| TEXT EXCERPT |
★ ★ ★ ★ ★ ★ ★
Student Voice

Sunday

December 22, 2024

Students rally for 350 Initiative

October 29, 2009

350.org is an international campaign dedicated to building a movement to unite the world around solutions to the climate crisis, and on Oct. 23, UW-River Falls joined in this movement with a rally in the Falcon’s Nest.

Nikki Shonoiki, co-chair of Rise Up for Women’s Rights, had a big part in organizing the event on campus. Greta Gaard, faculty advisor for Rise Up for Women’s Rights, said she met with Shonoiki earlier this fall and they agreed this issue was an ideal opportunity for coalition-building. 

“Student organization representatives were invited to a coalition planning meeting and the [rally] took shape,” Gaard said.

The event for 350.org is co-sponsored by Rise Up in coalition with ECO club, College Democrats, Union of Democratic Progressives and the Gay Straight Alliance.
★ ★ ★ ★ ★ ★ ★
| REQUIRED TASKS |
A. Answer these questions about the article on the UW-River Falls rally for 350.org:
(i) On what date was the rally held, and where on campus?
(ii) Who is the faculty advisor for Rise Up for Women's Rights?
(iii) Which groups co-sponsored the event with Rise Up?
B. Extend the article on the UW-River Falls rally for 350.org, starting after its final sentence.
The records that follow are unrelated to the article and come from a separate source.
★ ★ ★ ★ ★ ★ ★
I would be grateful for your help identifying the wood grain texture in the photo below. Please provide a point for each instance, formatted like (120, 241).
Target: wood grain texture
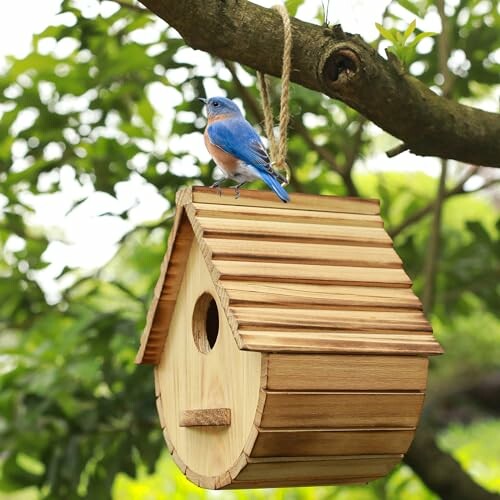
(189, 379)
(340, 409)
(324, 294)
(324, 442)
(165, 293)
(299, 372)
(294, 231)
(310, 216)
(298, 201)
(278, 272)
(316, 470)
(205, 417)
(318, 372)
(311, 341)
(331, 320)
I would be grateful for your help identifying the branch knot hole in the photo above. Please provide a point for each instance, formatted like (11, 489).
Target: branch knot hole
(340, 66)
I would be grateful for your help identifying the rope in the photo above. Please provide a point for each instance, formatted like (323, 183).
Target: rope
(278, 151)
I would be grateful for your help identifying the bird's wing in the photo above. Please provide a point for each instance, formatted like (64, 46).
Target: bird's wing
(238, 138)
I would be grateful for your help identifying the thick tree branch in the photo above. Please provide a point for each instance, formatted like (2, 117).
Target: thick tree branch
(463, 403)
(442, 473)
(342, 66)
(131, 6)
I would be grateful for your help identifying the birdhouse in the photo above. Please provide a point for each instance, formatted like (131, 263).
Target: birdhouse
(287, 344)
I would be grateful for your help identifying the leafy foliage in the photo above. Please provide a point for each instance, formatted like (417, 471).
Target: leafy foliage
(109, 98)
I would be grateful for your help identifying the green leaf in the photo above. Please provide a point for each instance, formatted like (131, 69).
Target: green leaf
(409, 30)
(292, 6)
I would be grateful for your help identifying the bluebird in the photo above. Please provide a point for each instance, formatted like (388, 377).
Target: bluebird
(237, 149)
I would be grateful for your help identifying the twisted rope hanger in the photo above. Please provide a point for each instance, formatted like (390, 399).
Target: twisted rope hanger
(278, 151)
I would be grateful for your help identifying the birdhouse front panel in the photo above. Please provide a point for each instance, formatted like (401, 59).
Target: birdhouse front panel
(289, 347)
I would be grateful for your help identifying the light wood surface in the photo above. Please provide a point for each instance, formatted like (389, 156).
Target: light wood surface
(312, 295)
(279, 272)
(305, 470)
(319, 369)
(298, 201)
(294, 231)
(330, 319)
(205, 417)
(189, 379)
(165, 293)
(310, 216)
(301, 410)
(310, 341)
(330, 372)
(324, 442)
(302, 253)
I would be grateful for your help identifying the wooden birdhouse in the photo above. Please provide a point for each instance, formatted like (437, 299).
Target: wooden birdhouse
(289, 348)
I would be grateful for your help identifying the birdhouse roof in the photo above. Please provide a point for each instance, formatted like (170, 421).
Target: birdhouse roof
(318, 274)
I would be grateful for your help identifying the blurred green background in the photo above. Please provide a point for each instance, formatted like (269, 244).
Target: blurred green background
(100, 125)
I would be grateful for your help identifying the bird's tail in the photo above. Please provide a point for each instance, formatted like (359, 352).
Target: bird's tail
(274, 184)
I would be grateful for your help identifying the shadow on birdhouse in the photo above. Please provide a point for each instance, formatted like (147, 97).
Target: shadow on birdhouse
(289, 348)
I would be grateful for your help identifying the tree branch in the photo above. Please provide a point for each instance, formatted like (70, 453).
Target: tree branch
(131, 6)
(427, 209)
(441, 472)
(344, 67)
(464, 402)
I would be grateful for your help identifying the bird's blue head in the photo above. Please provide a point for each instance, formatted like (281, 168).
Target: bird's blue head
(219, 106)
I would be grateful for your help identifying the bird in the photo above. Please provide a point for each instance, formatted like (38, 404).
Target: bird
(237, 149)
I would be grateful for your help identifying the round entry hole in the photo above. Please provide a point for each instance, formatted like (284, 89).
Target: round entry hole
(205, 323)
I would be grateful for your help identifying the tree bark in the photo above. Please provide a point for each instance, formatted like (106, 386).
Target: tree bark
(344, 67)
★ ★ ★ ★ ★ ★ ★
| ANSWERS |
A.
(i) Oct. 23, in the Falcon's Nest.
(ii) Greta Gaard.
(iii) ECO club, College Democrats, Union of Democratic Progressives and the Gay Straight Alliance.

B.
At Friday’s rally, students wore white t-shirts and painted headbands and their arms and faces with blacklight face paint. The students formed a large “350” and a photograph was taken which will be sent to 350.org and will be displayed on the large TV screens in Times Square. 

Events like this were happening in 158 countries around the world and each will send in a photograph to 350. After the photographs are displayed in Times Square, they will be hand delivered to diplomats and delegates and United Nations headquarters in New York City, according to the 350.org Web site. 

Fourth year student Christine Bronk attended the rally and said she thinks it is an important issue to support on a campus.

“Events like this will draw more attention,” Bronk said. “It is no longer a debate about the need to make changes in the atmosphere. It is too late to prevent, so now it is time to demand action.”

350 is important because it’s the number that scientists say is the safe upper limit for carbon dioxide, measured in parts per million in our atmosphere, according to 350.org. 

“Currently we are at 390ppm and although our planet isn’t doomed immediately, if we don’t get back down to 350, our climate will continue to change at rapid speeds and we will continue to experience extreme weather when we don’t have to,” Shonoiki said.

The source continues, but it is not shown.